[Opening Reading passage section]
Twenty-five companies have applied for licences to grow and manufacture medicinal cannabis in Australia.
PHOTO: Perth company AusCann has already harvested a crop overseas in partnership with a company in Chile. (Image supplied by AusCann)
Federal Health Minister Greg Hunt announced today medical marijuana could be easier to import to Australia, if requested through a doctor, by fast-tracking importation while local supplies expand.
Meanwhile the Victoria Government has harvested its first crop and approved a trial to test its effectiveness of cannabis a treatment for epilepsy.
Medical marijuana is already a rapidly growing business in Israel, the United States and Canada and many of those global companies are now positioning themselves for entry here.
What are the opportunities for Australian agriculture?
The domestic market for medicinal cannabis is worth an estimated $100m/year and with raw material difficult and expensive to import there is plenty of interest.
The problem for small scale farmers is that medicinal cannabis probably will not be grown as a broad acre crop like poppies.
For security and production reasons most companies are applying to grow in glasshouses.
WA firm AusCann re-listed on the stock market earlier this month and raised a rapid $5million to finance their growing plans.
The company is part-owned by Canadian giant Canpopy Growth Corporation, the world's biggest producer of medicinal cannabis.
AusCann CEO Elaine Darby said that relationship provided it with genetics and pharmaceutical knowledge but now it had to wait for Federal Government licence approval before proceeding.
"They have the fit and proper person test … not only your board of directors, all of your employees, anyone you associate with all have to have full police clearance."
AusCann has contracted a security firm to do a security assessment required for all manufacturing and cultivation operations to reduce the risk of medicinal cannabis being diverted to the black market.
Ms Darby said they planned to use glasshouses with retractable roofs partly for security but also to maximise the growing conditions.
"If you grow this plant in Australia outdoors you only get one crop, but if you can artificially light you can get three, maybe four crops a year out of them."
She said the company was looking at a site "not too far out of Perth".
Manufacturing medicinal cannabis
Whatever is grown in Australia will have to be processed and packaged as medicine.
PHOTO: Australian manufacturers use imported cannabis oil to produce pharmaceutical products for Australian patients in secure laboratories. (Image supplied: AusCann)
[Closing Reading passage section]
The task: Continue the article on Australia's medicinal cannabis industry from where it stops, keeping its news-report style.
[Opening Dataset excerpts section]
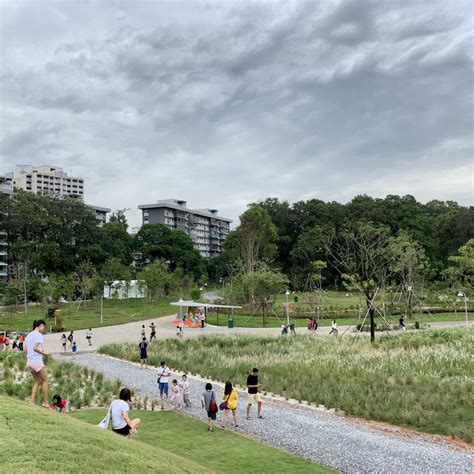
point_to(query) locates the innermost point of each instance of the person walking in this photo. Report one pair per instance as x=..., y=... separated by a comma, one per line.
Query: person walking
x=209, y=404
x=21, y=341
x=253, y=393
x=292, y=328
x=186, y=389
x=34, y=357
x=143, y=352
x=334, y=328
x=89, y=336
x=401, y=321
x=152, y=331
x=163, y=381
x=229, y=403
x=63, y=342
x=119, y=412
x=175, y=398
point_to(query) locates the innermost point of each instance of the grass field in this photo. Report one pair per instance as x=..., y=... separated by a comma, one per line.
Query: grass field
x=80, y=386
x=35, y=440
x=220, y=451
x=115, y=312
x=255, y=321
x=422, y=380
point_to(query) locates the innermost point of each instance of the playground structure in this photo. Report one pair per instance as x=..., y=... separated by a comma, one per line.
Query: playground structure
x=195, y=308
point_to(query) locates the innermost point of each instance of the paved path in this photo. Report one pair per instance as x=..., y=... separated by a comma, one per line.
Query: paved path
x=130, y=332
x=343, y=443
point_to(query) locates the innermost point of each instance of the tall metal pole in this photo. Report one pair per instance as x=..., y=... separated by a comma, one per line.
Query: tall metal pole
x=465, y=307
x=25, y=296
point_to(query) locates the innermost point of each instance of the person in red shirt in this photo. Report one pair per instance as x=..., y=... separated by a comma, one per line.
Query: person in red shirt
x=59, y=404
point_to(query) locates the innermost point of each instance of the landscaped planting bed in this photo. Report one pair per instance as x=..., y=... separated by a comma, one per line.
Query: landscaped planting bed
x=421, y=380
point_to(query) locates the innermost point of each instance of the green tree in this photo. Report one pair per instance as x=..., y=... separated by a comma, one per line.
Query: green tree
x=114, y=270
x=257, y=236
x=408, y=263
x=55, y=232
x=461, y=267
x=262, y=287
x=360, y=252
x=310, y=247
x=159, y=280
x=116, y=242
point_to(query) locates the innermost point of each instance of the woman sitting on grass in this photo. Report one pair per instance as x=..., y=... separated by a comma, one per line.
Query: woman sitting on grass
x=121, y=422
x=59, y=404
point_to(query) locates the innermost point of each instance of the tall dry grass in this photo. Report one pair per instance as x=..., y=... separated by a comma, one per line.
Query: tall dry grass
x=422, y=380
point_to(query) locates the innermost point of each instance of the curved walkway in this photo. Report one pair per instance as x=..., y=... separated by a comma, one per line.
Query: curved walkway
x=344, y=443
x=130, y=332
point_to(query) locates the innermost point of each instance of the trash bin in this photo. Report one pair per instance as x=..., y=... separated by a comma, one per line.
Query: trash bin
x=50, y=312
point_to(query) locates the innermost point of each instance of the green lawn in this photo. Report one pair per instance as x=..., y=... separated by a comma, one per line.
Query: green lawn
x=35, y=440
x=255, y=321
x=219, y=451
x=115, y=312
x=422, y=380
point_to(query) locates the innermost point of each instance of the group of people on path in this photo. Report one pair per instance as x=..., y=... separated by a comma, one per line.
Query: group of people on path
x=72, y=343
x=119, y=409
x=14, y=342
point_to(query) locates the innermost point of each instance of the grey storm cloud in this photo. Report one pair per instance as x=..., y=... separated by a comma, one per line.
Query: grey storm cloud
x=225, y=103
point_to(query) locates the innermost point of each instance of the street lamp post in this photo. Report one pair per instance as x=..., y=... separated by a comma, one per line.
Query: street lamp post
x=287, y=309
x=461, y=294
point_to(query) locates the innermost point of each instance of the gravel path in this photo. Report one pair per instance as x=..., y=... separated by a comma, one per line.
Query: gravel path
x=343, y=443
x=130, y=332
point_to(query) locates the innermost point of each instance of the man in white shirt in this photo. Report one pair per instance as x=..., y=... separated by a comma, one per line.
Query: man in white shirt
x=163, y=380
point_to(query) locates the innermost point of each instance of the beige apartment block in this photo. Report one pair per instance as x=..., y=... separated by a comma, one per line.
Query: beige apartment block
x=46, y=179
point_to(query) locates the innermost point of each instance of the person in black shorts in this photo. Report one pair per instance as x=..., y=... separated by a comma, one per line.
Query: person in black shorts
x=153, y=331
x=121, y=422
x=143, y=352
x=254, y=393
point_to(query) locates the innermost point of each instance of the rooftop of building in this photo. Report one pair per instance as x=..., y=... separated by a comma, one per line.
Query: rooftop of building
x=180, y=205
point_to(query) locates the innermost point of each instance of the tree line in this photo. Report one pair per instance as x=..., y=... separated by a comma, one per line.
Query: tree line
x=56, y=249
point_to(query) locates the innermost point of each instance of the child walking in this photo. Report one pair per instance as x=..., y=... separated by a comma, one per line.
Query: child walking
x=143, y=352
x=175, y=399
x=63, y=342
x=184, y=384
x=89, y=336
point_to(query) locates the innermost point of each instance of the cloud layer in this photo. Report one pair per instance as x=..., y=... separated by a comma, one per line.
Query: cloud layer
x=224, y=103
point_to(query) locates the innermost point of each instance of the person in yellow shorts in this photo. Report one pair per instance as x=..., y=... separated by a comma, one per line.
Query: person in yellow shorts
x=253, y=393
x=229, y=404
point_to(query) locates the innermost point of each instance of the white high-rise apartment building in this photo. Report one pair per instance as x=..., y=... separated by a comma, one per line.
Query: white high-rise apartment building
x=39, y=179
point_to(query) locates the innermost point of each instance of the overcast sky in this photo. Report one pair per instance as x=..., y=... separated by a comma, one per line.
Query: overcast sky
x=225, y=103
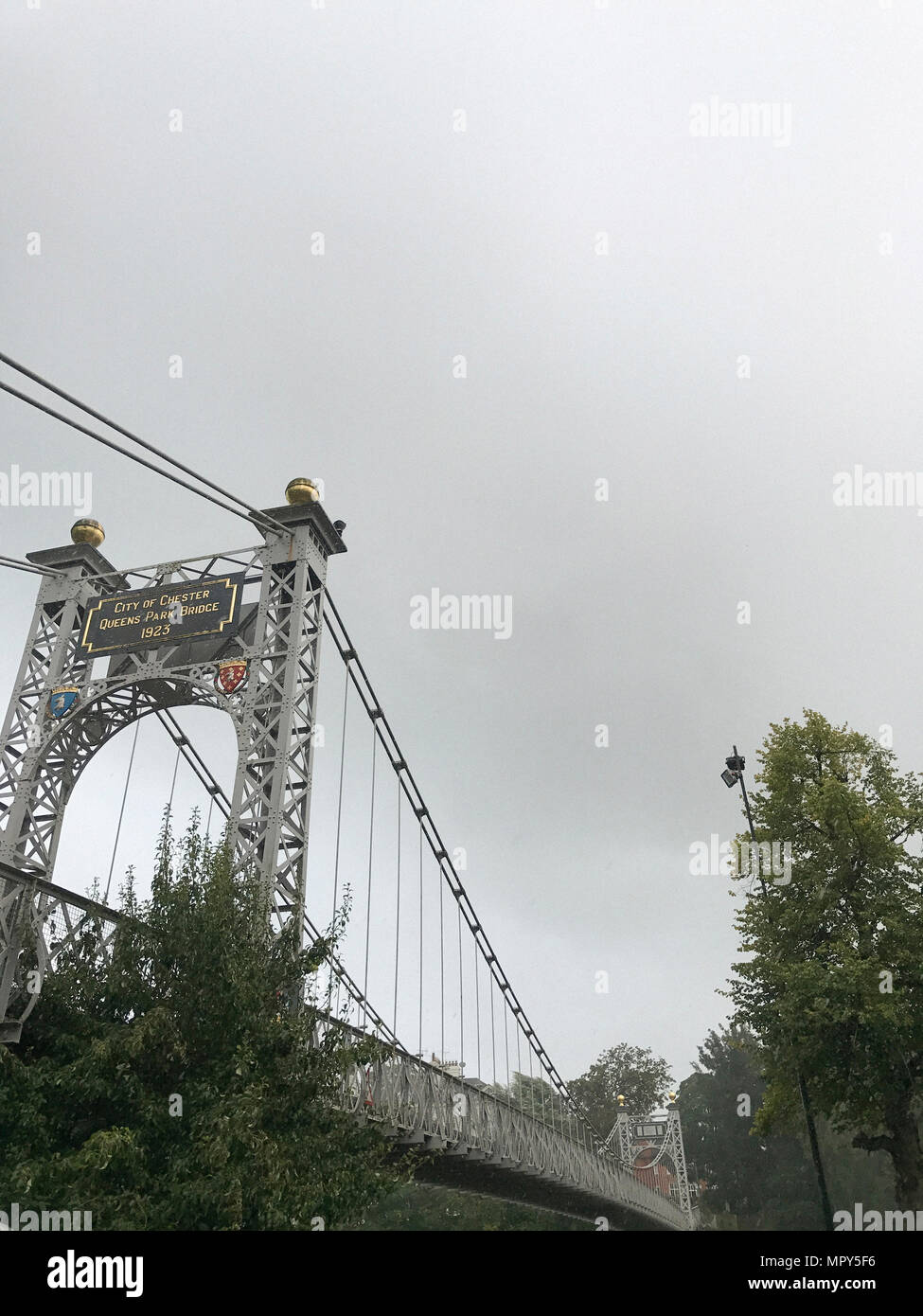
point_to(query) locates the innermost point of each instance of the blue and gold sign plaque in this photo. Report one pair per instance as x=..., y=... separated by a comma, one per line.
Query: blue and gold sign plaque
x=145, y=618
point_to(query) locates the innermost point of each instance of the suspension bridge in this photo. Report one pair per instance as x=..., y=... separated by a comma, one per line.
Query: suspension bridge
x=241, y=631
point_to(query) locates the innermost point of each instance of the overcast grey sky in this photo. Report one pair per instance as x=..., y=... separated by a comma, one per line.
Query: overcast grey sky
x=603, y=269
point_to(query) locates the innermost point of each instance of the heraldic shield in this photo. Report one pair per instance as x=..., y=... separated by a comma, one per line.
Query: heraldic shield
x=229, y=675
x=63, y=699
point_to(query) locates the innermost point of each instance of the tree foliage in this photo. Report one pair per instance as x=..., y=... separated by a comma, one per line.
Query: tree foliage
x=630, y=1072
x=754, y=1181
x=184, y=1089
x=834, y=982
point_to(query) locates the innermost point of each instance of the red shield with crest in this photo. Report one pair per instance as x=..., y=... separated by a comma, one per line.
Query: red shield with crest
x=229, y=675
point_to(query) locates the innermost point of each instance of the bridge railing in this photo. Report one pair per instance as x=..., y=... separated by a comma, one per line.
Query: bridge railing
x=423, y=1103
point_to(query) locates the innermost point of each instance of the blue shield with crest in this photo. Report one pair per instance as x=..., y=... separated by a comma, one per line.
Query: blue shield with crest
x=63, y=699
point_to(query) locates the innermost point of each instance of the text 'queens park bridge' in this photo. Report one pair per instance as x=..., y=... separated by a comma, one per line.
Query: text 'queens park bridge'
x=240, y=631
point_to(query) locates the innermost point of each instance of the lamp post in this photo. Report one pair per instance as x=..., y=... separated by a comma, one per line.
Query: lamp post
x=733, y=774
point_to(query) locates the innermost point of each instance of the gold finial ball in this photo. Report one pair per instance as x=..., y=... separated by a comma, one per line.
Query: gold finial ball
x=302, y=491
x=87, y=532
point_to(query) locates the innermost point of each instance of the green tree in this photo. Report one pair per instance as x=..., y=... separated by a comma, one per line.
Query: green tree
x=834, y=982
x=175, y=1090
x=421, y=1207
x=752, y=1181
x=630, y=1072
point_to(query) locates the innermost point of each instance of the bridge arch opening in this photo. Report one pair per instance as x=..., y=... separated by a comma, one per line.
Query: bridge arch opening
x=157, y=770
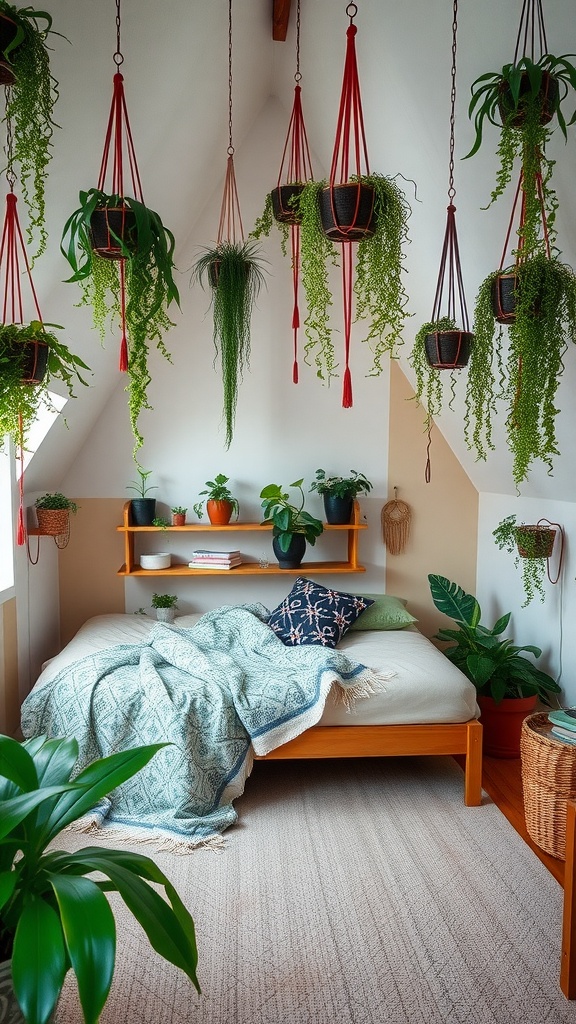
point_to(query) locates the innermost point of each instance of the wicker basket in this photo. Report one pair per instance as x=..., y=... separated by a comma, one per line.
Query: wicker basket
x=548, y=779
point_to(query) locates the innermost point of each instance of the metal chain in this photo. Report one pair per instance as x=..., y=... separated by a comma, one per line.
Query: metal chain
x=451, y=188
x=118, y=56
x=230, y=145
[Closing Dataset excerpts section]
Answer section:
A small pharmaceutical company based in Melbourne is involved in preparing medicinal cannabis for two medical trials under way in NSW.
For security reasons they cannot be identified but the chief executive said there was a lot of interest in growing cannabis in Australia because importing it is difficult.
"There are issues around importation and the speed with which these materials can be brought in because you need import permits both into Australia but also the shipping country also needs an export permit.
"These can take anywhere between 30-60 days so it makes it difficult to transport these products between countries."
He said there were are opportunities for seed companies to develop seed stocks and for companies involved in extracting oil as that is used in the production of pharmaceutical products.
He said there were two approaches people were taking with production.
"There is the super critical extraction with CO2 extractors which tend to produce a consistent product and don't have the issue of high solvent volumes.
"The other more traditional [method] is ethanol extraction or solvent extraction and this really comes down to the volume of material you are handling.
"CO2 has a lot of up-front costs cause the equipment is expensive while ethanol has some issues around handling and volumes but equipment wise has a lower set up cost."
Victoria issues trial licence
The head of the Victorian company granted the first Australian cannabis research licence said medical marijuana had the potential to be a significant industry in the state.
The licence was granted to Melbourne-based company Cann Group after the first successful harvest of a Victorian Department of Economic Development, Jobs, Transport and Resources cannabis crop.
Cann Group chairman Allan McCallum is a former GrainCorp director.
Mr McCallum said his company had a licence to research the medicinal qualities of the plant to optimise the levels of cannabinoids, improve growing conditions or undertake pre-clinical research in animals and would now need to apply for a permit for cultivation.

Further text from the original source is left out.